◆ The problem ◆
Give back the lines of the entries below exactly as written, from the first line to the line holding "Specified class: raised hand", both included, with the pictures omitted.

Annotated photo localization data
__________
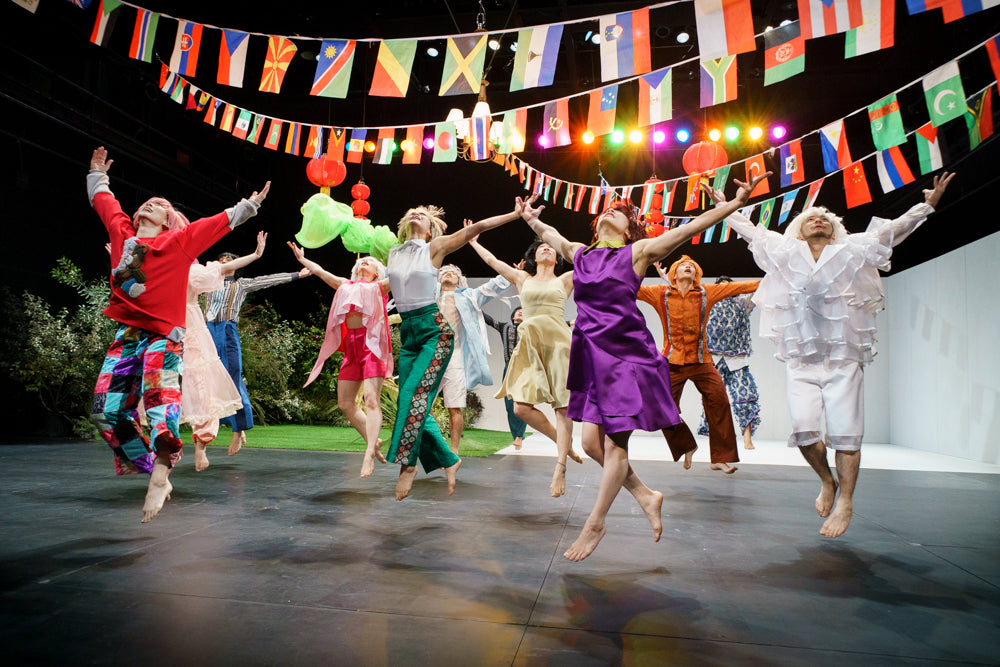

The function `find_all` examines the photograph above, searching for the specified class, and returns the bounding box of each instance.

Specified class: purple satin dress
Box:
[567,245,682,434]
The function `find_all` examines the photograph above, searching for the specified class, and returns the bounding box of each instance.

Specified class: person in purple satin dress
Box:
[519,173,768,561]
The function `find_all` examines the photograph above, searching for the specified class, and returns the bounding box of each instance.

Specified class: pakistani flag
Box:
[923,61,966,127]
[868,94,906,150]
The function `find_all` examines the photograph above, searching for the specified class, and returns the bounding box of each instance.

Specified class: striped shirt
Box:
[204,272,300,324]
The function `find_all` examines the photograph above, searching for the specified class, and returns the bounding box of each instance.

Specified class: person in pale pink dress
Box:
[288,242,393,478]
[183,231,278,472]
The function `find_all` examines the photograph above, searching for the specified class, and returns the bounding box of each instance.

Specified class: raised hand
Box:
[514,193,540,217]
[733,171,772,204]
[924,171,955,209]
[463,218,479,245]
[254,231,268,257]
[90,146,113,172]
[514,259,526,271]
[520,196,546,223]
[287,240,306,263]
[653,260,666,278]
[250,181,271,206]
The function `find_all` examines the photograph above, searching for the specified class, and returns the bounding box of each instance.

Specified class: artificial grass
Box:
[231,424,522,458]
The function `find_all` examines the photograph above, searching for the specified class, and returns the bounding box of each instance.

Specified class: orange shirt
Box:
[637,280,760,365]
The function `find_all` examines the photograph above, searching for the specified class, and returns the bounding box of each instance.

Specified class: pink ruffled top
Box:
[305,280,392,386]
[728,203,932,366]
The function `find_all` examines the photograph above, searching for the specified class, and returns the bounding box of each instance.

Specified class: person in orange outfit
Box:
[637,256,759,473]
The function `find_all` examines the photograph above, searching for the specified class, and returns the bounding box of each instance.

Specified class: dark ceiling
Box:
[3,1,998,322]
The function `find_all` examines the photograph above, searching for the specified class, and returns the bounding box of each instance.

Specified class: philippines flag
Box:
[170,21,203,77]
[819,119,853,173]
[875,146,916,193]
[218,30,249,87]
[598,8,651,81]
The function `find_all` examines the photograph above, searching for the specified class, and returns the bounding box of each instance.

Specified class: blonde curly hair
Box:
[397,205,447,242]
[785,206,847,242]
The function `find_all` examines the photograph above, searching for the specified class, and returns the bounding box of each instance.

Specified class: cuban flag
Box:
[170,21,203,77]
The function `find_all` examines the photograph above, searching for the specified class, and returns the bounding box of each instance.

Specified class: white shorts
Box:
[785,359,864,451]
[439,355,467,408]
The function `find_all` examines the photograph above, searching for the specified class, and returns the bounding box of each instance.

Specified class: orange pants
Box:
[662,362,739,464]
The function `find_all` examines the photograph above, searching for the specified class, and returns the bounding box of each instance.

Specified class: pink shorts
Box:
[338,327,388,381]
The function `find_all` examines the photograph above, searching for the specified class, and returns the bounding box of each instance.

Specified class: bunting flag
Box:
[311,40,356,98]
[844,161,872,208]
[195,90,210,112]
[574,184,587,211]
[587,85,619,136]
[128,9,159,62]
[965,85,995,150]
[370,40,417,97]
[218,30,249,87]
[69,0,93,7]
[915,122,943,174]
[712,167,732,194]
[875,146,915,193]
[638,69,672,126]
[986,36,1000,88]
[433,122,458,162]
[169,78,185,104]
[219,104,236,132]
[185,85,199,110]
[263,119,283,150]
[744,154,770,197]
[684,175,703,211]
[778,188,800,225]
[700,57,737,107]
[704,221,718,243]
[90,0,122,47]
[327,128,347,161]
[868,93,906,150]
[373,129,395,165]
[797,0,864,40]
[510,25,563,91]
[780,139,805,187]
[819,119,853,173]
[923,61,966,127]
[598,8,651,81]
[402,125,424,164]
[246,115,265,144]
[563,183,575,209]
[928,0,1000,23]
[845,0,895,58]
[640,182,657,214]
[305,125,324,159]
[170,21,203,77]
[347,128,366,163]
[663,180,679,214]
[469,116,491,160]
[260,37,297,94]
[284,122,302,155]
[498,109,527,153]
[758,197,776,228]
[588,186,602,215]
[803,177,825,208]
[232,109,252,141]
[204,98,221,125]
[694,0,757,60]
[763,21,805,86]
[552,179,564,204]
[542,99,572,147]
[440,35,487,96]
[158,68,175,95]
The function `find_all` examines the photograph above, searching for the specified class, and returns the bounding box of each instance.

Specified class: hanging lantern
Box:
[644,223,665,237]
[646,208,664,224]
[682,141,728,176]
[305,155,346,195]
[350,179,371,220]
[351,199,370,218]
[351,181,371,201]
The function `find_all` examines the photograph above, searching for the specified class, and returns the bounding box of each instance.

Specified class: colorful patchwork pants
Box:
[698,358,761,437]
[92,324,183,475]
[386,304,460,473]
[207,320,254,432]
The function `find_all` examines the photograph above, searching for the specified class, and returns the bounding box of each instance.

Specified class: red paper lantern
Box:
[650,193,663,210]
[305,155,346,188]
[682,141,728,176]
[351,199,370,217]
[645,208,664,224]
[351,181,370,201]
[644,223,665,237]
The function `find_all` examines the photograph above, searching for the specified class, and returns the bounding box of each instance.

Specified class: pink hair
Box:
[132,197,189,232]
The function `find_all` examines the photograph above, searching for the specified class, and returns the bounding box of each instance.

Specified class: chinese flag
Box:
[844,160,872,208]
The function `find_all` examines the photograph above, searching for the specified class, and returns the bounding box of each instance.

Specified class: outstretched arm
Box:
[87,146,115,205]
[520,198,586,265]
[287,241,345,289]
[465,219,529,286]
[220,231,267,276]
[636,173,770,268]
[429,195,538,266]
[227,181,271,229]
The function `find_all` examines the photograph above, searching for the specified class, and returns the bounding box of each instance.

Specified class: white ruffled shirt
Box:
[726,203,934,366]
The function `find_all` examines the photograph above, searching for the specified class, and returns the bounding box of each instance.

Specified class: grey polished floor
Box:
[1,441,997,666]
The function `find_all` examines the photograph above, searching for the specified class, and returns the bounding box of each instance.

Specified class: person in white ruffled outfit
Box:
[710,172,954,538]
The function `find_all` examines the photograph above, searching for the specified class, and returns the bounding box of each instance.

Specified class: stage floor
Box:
[1,439,997,665]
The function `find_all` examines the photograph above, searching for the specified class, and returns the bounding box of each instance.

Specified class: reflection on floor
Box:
[1,440,997,665]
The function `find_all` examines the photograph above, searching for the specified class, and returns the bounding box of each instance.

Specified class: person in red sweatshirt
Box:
[87,146,269,522]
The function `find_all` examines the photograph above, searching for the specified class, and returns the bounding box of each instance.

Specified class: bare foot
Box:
[513,437,523,450]
[228,431,244,456]
[638,490,664,542]
[564,521,607,562]
[445,459,462,496]
[683,446,697,470]
[374,438,387,464]
[550,462,566,497]
[820,502,853,538]
[710,463,738,474]
[815,480,838,517]
[194,442,210,472]
[568,448,583,464]
[141,465,173,523]
[744,440,755,450]
[395,465,418,500]
[360,451,376,478]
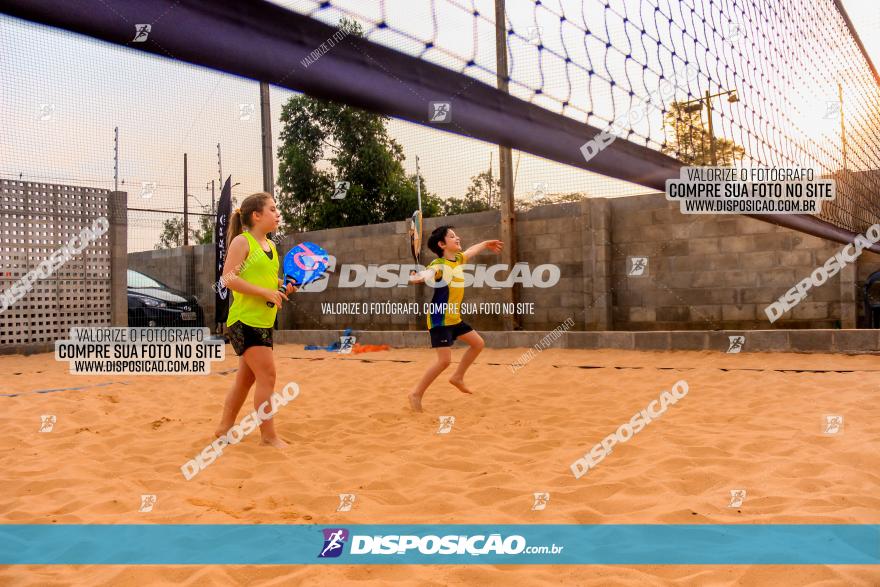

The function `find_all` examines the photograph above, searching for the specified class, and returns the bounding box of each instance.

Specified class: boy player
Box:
[407,225,503,412]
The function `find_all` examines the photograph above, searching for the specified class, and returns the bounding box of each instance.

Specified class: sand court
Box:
__________
◆ Exercise solution ◆
The function `find_all` examines the photograph above, searching for the specified class, and returns the bounding box of each instance.

Specified class: purple satin dress
Box:
[567,245,682,434]
The function `find_all` examines the photograph above, searching for the specified class, and returns the bounding box of each instance.

Specified class: person in purple satin dress
Box:
[519,173,768,561]
The function `find_all` examines the photograph above, searching for the specified class, and returns the bounding box of each instance.

Specified class: pakistani flag
Box:
[923,61,966,127]
[868,94,906,150]
The function `find_all` examines the photograph above, searching for the specified class, and returns the bounding box of each instance.

Specified class: striped shirt
Box:
[204,272,300,324]
The function `find_all` examines the photograph above, searching for the specified class, and returns the bounding box of each instance.

Specified class: person in pale pink dress
Box:
[288,242,393,478]
[183,231,278,472]
The function `find_all` examines the photograph above, searching for the specified class, and returns the bounding box of each instance.

Specified class: raised hand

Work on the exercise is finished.